Molly Ivins's Human Design Chart
2/4 Emotional GeneratorAAmerican journalist and liberal political commentator, noted for poking fun at Texan culture, politicians and those who had grown “too big for their britches.”
Ivins grew up in an upper middle class neighborhood of Houston. Her dad was the family disciplinarian, a conservative Republican who was general counsel and then president of Tenneco Corporation. She admits to having many arguments with him about their widely divergent political views and claimed that she had trouble with male authority figures because of his strictness. She also credited him with her tough exterior: “I believe that all the strength I have comes from learning how to stand up to him.” In 1998, suffering from cancer, her father committed suicide by shooting himself.
As a teenager, she was tall and large for her age and felt out of place at her private high school. She would later comment that she felt like a “Clydesdale among thoroughbreds.” Following in her mother’s and grandmother’s steps, Ivins graduated from Smith College in 1966. She subsequently spent a year in Paris at the Institute of Political Science and earned a master’s degree at the Columbia University Graduate School of Journalism. Not long after landing a job at the Houston Chronicle. she was hired by the Minneapolis Tribune and took off for Minnesota. By 1970 she was back in Texas as co-editor of The Texas Observer. One of her beats was the state legislature which she humorously called “a reporter’s heaven.” Once, when the legislature was getting ready to convene, she wrote “every village is about to lose its idiot.”

Dataset excerpts >>
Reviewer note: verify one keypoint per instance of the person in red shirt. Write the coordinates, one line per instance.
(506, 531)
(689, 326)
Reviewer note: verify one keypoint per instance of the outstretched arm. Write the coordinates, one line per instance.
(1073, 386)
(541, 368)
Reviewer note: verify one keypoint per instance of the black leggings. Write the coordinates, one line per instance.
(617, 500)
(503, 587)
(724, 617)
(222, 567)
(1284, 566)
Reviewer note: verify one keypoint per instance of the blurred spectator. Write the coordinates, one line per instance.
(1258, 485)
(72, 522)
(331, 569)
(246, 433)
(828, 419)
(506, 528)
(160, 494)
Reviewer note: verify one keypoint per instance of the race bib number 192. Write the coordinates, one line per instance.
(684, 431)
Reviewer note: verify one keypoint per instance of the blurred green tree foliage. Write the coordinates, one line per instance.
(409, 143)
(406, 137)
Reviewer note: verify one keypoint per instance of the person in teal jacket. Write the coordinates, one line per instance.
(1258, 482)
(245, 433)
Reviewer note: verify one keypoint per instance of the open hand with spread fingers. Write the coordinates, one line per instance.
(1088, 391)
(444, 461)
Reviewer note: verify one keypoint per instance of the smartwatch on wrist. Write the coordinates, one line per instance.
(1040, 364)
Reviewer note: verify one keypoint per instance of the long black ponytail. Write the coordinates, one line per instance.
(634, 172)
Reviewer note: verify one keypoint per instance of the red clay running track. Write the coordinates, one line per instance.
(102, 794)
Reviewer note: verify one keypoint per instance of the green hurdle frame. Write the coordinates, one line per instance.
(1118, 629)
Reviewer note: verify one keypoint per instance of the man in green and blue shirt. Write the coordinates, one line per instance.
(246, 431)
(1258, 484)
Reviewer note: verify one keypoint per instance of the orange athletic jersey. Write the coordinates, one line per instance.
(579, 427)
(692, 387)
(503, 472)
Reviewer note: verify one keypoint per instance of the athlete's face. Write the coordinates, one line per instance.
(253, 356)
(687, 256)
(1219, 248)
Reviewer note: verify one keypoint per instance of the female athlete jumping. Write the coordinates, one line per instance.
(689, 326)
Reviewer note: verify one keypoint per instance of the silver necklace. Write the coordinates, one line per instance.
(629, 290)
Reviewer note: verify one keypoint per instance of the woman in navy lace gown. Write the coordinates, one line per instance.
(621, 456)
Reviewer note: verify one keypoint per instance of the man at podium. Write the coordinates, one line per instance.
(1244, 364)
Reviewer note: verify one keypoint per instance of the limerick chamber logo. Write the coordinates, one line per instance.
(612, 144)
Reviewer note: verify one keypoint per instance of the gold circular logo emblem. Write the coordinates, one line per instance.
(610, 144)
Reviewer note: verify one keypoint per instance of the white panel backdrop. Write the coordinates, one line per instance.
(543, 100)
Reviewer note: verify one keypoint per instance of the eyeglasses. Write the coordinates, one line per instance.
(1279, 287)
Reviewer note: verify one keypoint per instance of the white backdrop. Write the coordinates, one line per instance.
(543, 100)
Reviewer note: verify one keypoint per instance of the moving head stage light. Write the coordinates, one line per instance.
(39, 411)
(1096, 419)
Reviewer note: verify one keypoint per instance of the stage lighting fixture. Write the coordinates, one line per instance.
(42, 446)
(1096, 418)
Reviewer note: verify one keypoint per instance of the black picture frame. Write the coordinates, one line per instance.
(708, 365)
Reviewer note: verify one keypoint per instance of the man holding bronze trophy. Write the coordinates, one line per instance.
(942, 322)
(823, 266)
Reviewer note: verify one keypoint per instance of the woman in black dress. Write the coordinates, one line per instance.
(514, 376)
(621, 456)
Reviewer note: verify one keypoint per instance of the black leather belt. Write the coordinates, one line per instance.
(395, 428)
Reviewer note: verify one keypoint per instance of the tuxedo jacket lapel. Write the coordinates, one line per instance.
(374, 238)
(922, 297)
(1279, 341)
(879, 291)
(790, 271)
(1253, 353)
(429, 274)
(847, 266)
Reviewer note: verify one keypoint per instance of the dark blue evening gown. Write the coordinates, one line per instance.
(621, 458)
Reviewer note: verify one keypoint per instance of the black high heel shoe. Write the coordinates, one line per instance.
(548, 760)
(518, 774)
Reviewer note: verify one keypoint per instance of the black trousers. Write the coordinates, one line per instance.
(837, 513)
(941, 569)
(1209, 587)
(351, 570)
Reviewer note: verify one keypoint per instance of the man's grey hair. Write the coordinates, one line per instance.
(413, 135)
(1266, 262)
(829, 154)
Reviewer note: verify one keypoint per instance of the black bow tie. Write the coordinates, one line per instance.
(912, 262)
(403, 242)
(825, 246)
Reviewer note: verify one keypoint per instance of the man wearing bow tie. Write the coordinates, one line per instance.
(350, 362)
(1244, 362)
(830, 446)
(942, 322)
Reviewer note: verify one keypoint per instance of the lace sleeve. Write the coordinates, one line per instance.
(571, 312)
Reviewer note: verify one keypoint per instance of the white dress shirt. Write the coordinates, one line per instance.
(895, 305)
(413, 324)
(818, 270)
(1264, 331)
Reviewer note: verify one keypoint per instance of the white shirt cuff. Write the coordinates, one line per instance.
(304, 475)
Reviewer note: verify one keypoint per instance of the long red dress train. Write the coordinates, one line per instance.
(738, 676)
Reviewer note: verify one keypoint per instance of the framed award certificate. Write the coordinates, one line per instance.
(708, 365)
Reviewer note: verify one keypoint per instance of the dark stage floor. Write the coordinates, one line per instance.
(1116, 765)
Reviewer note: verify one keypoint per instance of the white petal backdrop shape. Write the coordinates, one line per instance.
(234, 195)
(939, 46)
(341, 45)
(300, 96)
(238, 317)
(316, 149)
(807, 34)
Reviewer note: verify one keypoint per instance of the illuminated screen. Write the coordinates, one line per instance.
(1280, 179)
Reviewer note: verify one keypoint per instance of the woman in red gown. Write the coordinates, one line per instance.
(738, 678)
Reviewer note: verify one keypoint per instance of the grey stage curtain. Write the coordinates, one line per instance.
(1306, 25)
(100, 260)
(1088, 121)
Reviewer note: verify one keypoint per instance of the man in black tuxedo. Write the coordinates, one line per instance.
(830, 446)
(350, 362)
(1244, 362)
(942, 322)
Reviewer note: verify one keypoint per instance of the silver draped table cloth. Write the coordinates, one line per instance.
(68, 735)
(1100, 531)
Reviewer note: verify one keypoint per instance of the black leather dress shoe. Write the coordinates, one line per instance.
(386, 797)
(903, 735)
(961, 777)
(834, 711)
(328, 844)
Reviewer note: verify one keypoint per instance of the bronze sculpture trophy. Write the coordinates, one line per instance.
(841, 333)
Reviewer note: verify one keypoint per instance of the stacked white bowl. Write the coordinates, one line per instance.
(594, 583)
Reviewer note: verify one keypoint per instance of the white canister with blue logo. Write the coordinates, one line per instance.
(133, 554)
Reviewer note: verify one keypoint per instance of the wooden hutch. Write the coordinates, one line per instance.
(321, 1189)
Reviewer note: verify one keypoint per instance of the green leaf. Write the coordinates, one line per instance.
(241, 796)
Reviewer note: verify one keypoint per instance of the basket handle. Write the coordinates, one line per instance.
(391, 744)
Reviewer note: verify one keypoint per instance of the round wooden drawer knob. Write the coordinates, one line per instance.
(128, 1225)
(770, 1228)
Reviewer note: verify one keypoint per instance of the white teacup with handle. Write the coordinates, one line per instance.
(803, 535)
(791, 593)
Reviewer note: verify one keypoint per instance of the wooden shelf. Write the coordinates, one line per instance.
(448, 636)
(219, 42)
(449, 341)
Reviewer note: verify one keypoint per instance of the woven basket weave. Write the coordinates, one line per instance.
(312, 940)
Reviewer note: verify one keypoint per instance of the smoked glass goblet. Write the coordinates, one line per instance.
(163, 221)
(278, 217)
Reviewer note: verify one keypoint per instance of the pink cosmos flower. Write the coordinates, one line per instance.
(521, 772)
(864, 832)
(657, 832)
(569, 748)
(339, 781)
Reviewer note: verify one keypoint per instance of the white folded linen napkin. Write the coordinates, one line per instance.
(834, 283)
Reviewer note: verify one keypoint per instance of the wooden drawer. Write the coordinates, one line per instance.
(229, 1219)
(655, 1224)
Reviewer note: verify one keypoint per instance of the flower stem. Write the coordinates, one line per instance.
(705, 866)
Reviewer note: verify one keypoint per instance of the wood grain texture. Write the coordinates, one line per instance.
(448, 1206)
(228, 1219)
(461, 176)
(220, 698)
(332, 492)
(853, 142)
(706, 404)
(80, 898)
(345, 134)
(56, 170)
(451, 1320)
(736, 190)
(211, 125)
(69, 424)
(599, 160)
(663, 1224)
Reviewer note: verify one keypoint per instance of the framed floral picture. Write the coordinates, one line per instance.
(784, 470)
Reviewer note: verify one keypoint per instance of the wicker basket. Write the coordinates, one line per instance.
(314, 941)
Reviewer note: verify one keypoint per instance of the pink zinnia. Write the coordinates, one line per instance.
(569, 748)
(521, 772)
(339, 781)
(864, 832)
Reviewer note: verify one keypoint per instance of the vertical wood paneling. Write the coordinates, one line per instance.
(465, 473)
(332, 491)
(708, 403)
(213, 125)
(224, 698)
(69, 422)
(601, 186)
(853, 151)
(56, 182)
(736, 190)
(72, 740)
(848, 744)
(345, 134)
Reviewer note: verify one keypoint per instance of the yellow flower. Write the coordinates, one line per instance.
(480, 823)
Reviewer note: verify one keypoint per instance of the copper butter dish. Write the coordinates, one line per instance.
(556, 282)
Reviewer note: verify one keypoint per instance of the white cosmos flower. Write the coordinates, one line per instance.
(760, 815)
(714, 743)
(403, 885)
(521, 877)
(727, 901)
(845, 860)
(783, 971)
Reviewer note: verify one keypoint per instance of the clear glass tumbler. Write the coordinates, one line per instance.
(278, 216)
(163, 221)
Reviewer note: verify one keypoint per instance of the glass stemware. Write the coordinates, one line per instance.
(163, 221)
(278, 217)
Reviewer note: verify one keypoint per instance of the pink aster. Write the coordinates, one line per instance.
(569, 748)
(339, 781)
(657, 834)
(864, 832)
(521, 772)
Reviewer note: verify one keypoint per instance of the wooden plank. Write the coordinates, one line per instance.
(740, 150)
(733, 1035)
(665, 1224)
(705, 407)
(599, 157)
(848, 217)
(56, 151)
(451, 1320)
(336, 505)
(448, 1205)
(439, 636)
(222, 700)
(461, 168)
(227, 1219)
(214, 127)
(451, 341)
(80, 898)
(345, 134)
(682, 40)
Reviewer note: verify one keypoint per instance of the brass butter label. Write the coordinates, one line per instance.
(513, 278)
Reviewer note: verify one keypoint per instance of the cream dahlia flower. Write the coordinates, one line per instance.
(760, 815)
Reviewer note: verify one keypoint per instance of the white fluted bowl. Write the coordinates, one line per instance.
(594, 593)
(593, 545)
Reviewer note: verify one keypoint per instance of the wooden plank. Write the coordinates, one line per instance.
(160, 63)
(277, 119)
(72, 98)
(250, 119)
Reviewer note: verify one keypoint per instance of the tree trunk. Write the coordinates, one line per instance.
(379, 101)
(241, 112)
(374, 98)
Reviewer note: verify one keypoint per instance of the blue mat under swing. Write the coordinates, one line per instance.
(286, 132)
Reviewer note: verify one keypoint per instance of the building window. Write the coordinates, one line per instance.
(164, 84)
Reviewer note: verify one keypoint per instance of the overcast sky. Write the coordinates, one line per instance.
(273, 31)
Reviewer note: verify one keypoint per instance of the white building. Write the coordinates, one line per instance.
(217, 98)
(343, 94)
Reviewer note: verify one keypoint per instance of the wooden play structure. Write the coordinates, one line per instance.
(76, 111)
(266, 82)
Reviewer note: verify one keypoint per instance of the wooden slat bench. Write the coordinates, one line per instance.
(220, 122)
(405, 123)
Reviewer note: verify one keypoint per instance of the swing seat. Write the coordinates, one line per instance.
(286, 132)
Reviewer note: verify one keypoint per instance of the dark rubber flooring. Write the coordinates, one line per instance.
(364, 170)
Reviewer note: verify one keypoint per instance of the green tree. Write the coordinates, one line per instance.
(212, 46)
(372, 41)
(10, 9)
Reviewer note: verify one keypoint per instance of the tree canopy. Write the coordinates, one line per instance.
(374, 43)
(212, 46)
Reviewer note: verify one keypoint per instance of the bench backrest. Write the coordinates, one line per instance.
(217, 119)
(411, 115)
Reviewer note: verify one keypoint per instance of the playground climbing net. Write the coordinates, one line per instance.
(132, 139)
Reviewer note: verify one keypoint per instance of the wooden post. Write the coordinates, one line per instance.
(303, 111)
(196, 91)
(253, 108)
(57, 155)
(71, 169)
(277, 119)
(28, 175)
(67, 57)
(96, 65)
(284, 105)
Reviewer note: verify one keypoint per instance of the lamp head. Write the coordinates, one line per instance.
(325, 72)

Exercise objective >> Can you write the next part of the Molly Ivins profile, starting after its final sentence? None of the rows matter here.

Written answer >>
The editors of the New York Times were so impressed with her writing that they offered her a job in 1976. She moved to New York but never quite fit in at the offices of the aptly-nicknamed Gray Lady. She cut a too-colorful figure in the newsroom, often walking around the office in her blue jeans and bare feet, calling to her dog whose name was an expletive. She wasn’t crazy about the way her editors sanitized her work either. She later said “The New York Times is a great newspaper; it is also No Fun.” After several assignments for various bureaus and offices of the Times, she finally quit in 1982, and landed a job offer from the Dallas Times Herald. That paper closed its doors in 1991 and she spent the following year at The Fort Worth Star-Telegram. Her column was syndicated by Creators Syndicate in 1992 and was then published in several hundred newspapers.
A close friend of the equally irreverent Ann Richards, former Texas Governor, Ivins never married. She is the author of several books, the first of which is entitled “Molly Ivins Can’t Say That, Can She?” published in 1991. Its title came from billboard ads paid for by her Dallas Times Herald in her defense after readers and advertisers expressed their anger over her unflattering description of a congressman. “If his I.Q. slips any lower,” she had written, “we’ll have to water him twice a day.” A harsh critic of George W. Bush, she usually referred to him as “Shrub” and “Dubya” and co-authored two best-selling books about him: “Shrub: The Short but Happy Political Life of George W. Bush” (2000) and “Bushwacked: Life in George W. Bush’s America” (2003).
In 1999, she was diagnosed with breast cancer. She died of the disease on January 31, 2007 in Austin, TX at 5:24 PM local time according to the Texas Star-Telegram. She was 62.